# favored side of the line



## chris1514 (Apr 28, 2002)

Dumb question: how do you know which side of the starting line is favored; why is it favored? Thanks.


----------



## Jeff_H (Feb 26, 2000)

Perhaps I can explain it like this.....

Often there is a favored side of the course because there is more wind or less current. The side of the line that gets you to the favored side of the course fastest is the favored end of the line. 

Where there isn''t a favored side of the course then the following apply: 

If the start is upwind and the line is perfectly square to the wind, the starboard end is favored because if the line is square, all other things being equal, all of the boats should cross each other on the first tack and therefore the boat on Starboard will have rights. It also usually allows you to tack away to clear your air and then come back with rights. 

If the start is upwind and the line is skewed to the wind, then the favored end is the end of the line that is further upwind. 

If the start of the race is anything except a beat, then one side of the line will be favored because it is either:
A) Closer to the first mark,
B) Allows you to start and sail in clearer air, or
C) Allows you to sail at a hotter angle. 

Of course figuring out which of these apply in any specific case is what racing is about.

Entries provided
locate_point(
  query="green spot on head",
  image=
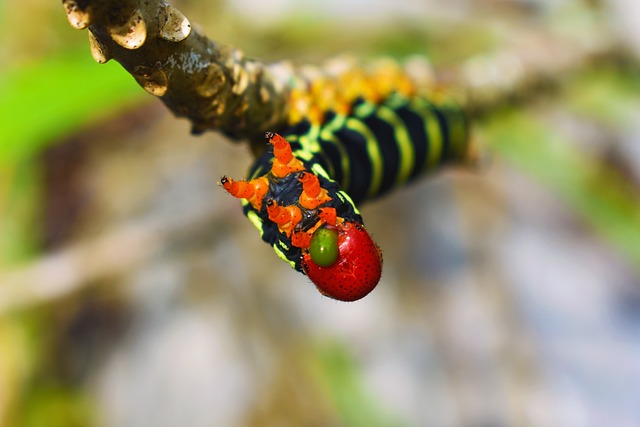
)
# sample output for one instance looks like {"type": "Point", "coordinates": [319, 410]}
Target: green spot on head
{"type": "Point", "coordinates": [324, 247]}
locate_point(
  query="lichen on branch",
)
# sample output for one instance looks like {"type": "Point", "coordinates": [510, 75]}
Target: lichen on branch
{"type": "Point", "coordinates": [211, 84]}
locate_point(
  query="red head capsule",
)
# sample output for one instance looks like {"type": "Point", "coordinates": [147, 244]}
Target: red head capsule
{"type": "Point", "coordinates": [355, 272]}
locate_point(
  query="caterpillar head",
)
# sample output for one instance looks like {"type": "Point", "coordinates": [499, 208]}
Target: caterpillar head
{"type": "Point", "coordinates": [343, 261]}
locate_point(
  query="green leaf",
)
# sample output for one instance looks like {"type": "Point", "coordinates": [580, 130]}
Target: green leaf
{"type": "Point", "coordinates": [48, 99]}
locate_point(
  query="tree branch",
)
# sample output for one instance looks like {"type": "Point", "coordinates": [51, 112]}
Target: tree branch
{"type": "Point", "coordinates": [213, 85]}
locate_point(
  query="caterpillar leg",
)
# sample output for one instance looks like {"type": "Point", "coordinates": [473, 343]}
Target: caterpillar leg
{"type": "Point", "coordinates": [310, 223]}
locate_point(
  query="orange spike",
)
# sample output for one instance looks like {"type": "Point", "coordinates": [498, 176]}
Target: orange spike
{"type": "Point", "coordinates": [312, 194]}
{"type": "Point", "coordinates": [329, 216]}
{"type": "Point", "coordinates": [284, 161]}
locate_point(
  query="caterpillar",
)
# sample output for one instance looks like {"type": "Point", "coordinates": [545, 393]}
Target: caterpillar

Instructions
1. Echo the stretch of the sailing thread from "## Jeff_H (Feb" through "is further upwind.".
2. Carry on the thread about the favored end of a starting line from the point where it stops.
The entries have no connection to the sailing thread.

Task responses
1.
## Jeff_H (Feb 26, 2000)

Perhaps I can explain it like this.....

Often there is a favored side of the course because there is more wind or less current. The side of the line that gets you to the favored side of the course fastest is the favored end of the line. 

Where there isn''t a favored side of the course then the following apply: 

If the start is upwind and the line is perfectly square to the wind, the starboard end is favored because if the line is square, all other things being equal, all of the boats should cross each other on the first tack and therefore the boat on Starboard will have rights. It also usually allows you to tack away to clear your air and then come back with rights. 

If the start is upwind and the line is skewed to the wind, then the favored end is the end of the line that is further upwind.

2.
Jeff


----------



## mfbsail (May 9, 2001)

Simply the side which is more upwind. When the breeze moves right,the right side is favored, commitee boat end. Big gains made right out of the box if you pick correctly and get off the line with speed.


----------



## Leon-T (Apr 30, 2001)

I agree... IF you get off the line with speed. In some cases when you have a lot of boats crowded at the "favored end" and creating bad air, you may be better off avoiding the crowd and starting further down the line (in clear air) to make sure you''re off the line at full speed.

A fun trick is when you can pull this off on port tack where the starboard end is favored, and roll over all the starboard tackers and lead the way to the favored side of the course. 

That''s the fun thing about racing, there are so many variables.

Cheers, Leon.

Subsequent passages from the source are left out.